◆ **TAREA ASIGNADA 1**
Multiplica por 0,65 las coordenadas de las respuestas en las filas que van desde la que contiene "Look at the photo above. For each instance of the reflection" hasta la que contiene "pixel 1043 807", ambas incluidas, y redondea a enteros con las mitades hacia arriba. Reescribe esas filas completas y deja los enunciados tal cual.

◆ **TEXTO DEL DOCUMENTO**
⟨

Tema 5

 

CREO EN EL ESPÍRITU SANTO

 

El Espíritu Santo, más que una creencia, debe ser una vivencia. Exclamar «creo en el Espíritu Santo», más que el enunciado de un credo, ha de ser el testimonio irrefutable del que ha experimentado en su vida la acción del Espíritu de Dios vivo.

Pero si no nos familiarizamos con el Espíritu Santo, si no reconocemos su acción, la última parte de nuestro Credo se nos convierte en un índice de fórmulas: la Iglesia se reducirá a ser una organización folclórica, la comunión de los santos será una teoría inútil, el perdón de los pecados un objetivo inalcanzable, la resurrección de la carne un irracional deseo y la vida eterna no será más que una utopía delirante.

En la última Cena, Jesús hizo a sus apóstoles una maravillosa promesa. Les dijo que no los dejaría «huérfanos», sino que iba a enviarles el Espíritu Santo, quien sería su «Consolador», que estaría siempre «en ellos», que les recordaría todo lo que él les había enseñado, y que los llevaría a toda la verdad.

El Espíritu Santo sería, según esa promesa de Jesús, su «Sustituto». «Él estará en ustedes», les dijo Jesús (Jn 14, 17). Antes, Jesús estaba «con» ellos. Ahora, ya no sería algo externo sino interno, estaría «dentro de ellos».

El día de Pentecostés, los discípulos precisamente tuvieron por primera vez la experiencia de sentir la presencia de Dios «en ellos». Nunca más los creyentes se sintieron desamparados ni en medio de las luchas más difíciles. Estaban plenamente seguros de que el Espíritu Santo los «consolaba» y los «iba guiando a toda la verdad».

El Espíritu Santo es quien hace fecunda la Palabra de Dios en el corazón del hombre. Es quien nos hace comprender su Palabra y que la podamos vivir. Es también quien nos une con el Padre y con el Hijo en oración, nos mueve a alabar a Dios y a proclamarlo Señor de nuestras vidas:

«Nadie puede decir: «¡Jesús es Señor!» sino por influjo del Espíritu Santo» (1 Co 12, 3). «Dios ha enviado a nuestros corazones el Espíritu de su Hijo que clama ¡Abbá, Padre!» (Ga 4, 6). Este conocimiento de fe no es posible sino en el Espíritu Santo. Para entrar en contacto con Cristo, es necesario primeramente haber sido atraído por el Espíritu Santo. El es quien nos precede y despierta en nosotros la fe. Mediante el Bautismo, primer sacramento de la fe, la Vida, que tiene su fuente en el Padre y se nos ofrece por el Hijo, se nos comunica íntima y personalmente por el Espíritu Santo en la Iglesia (Cat. Nº 683).

⟩

◆ **ENTRADAS**
⟨

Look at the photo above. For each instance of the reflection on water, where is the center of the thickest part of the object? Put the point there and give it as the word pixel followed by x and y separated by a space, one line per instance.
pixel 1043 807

⟩
⟨

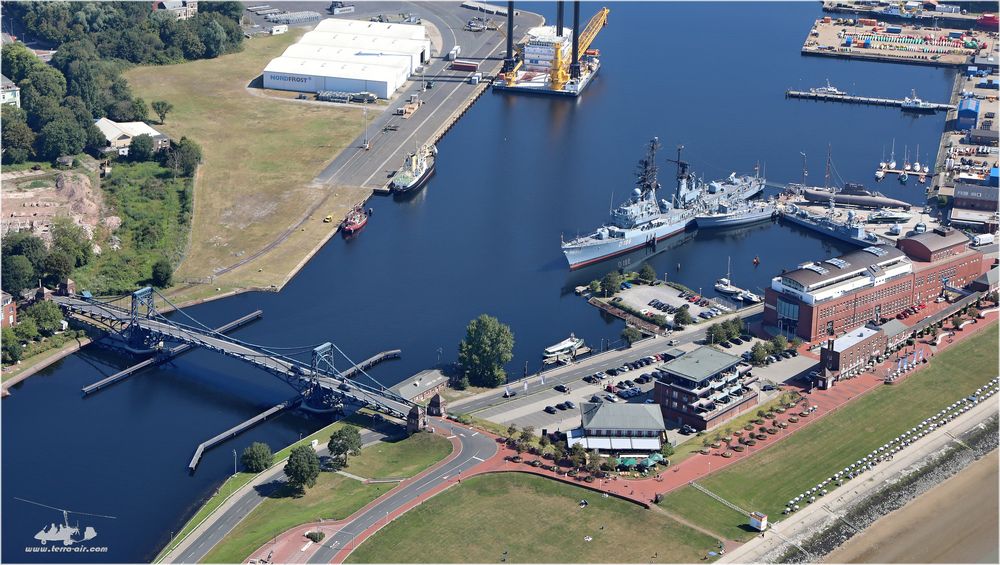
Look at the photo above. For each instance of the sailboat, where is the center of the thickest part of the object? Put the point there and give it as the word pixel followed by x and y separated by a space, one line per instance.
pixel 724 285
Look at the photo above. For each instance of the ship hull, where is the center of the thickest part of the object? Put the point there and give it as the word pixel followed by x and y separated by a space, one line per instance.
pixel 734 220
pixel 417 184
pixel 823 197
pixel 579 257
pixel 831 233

⟩

◆ **TAREA ASIGNADA 2**
Copia del texto sobre el Espíritu Santo todo lo que va desde "Pero si no nos" hasta "toda la verdad.", y sustituye "apóstoles" por "discípulos".

◆ **SOLUCIÓN DE LA TAREA 1**
Look at the photo above. For each instance of the reflection on water, where is the center of the thickest part of the object? Put the point there and give it as the word pixel followed by x and y separated by a space, one line per instance.
pixel 678 525

◆ **SOLUCIÓN DE LA TAREA 2**
Pero si no nos familiarizamos con el Espíritu Santo, si no reconocemos su acción, la última parte de nuestro Credo se nos convierte en un índice de fórmulas: la Iglesia se reducirá a ser una organización folclórica, la comunión de los santos será una teoría inútil, el perdón de los pecados un objetivo inalcanzable, la resurrección de la carne un irracional deseo y la vida eterna no será más que una utopía delirante.

En la última Cena, Jesús hizo a sus discípulos una maravillosa promesa. Les dijo que no los dejaría «huérfanos», sino que iba a enviarles el Espíritu Santo, quien sería su «Consolador», que estaría siempre «en ellos», que les recordaría todo lo que él les había enseñado, y que los llevaría a toda la verdad.